Request
Copy the lines below word for word, starting with the line containing "Could you indicate the tree" and continuing through the last line.

Material provided
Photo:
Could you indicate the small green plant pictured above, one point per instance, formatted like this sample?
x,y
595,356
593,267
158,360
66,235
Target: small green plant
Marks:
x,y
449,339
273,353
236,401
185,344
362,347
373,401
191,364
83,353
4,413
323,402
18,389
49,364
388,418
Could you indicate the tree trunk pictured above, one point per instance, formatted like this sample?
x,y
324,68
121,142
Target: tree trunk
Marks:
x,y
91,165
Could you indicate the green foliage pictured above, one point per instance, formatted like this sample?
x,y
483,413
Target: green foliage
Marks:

The response
Could you indicate the tree trunk pictured above, one point per instance, formatted like this sample?
x,y
324,68
121,142
Target: tree trunk
Marks:
x,y
91,165
Could you indicate the green foliage pictured above, one point per instance, formatted like this sample?
x,y
483,413
Target: green foliage
Marks:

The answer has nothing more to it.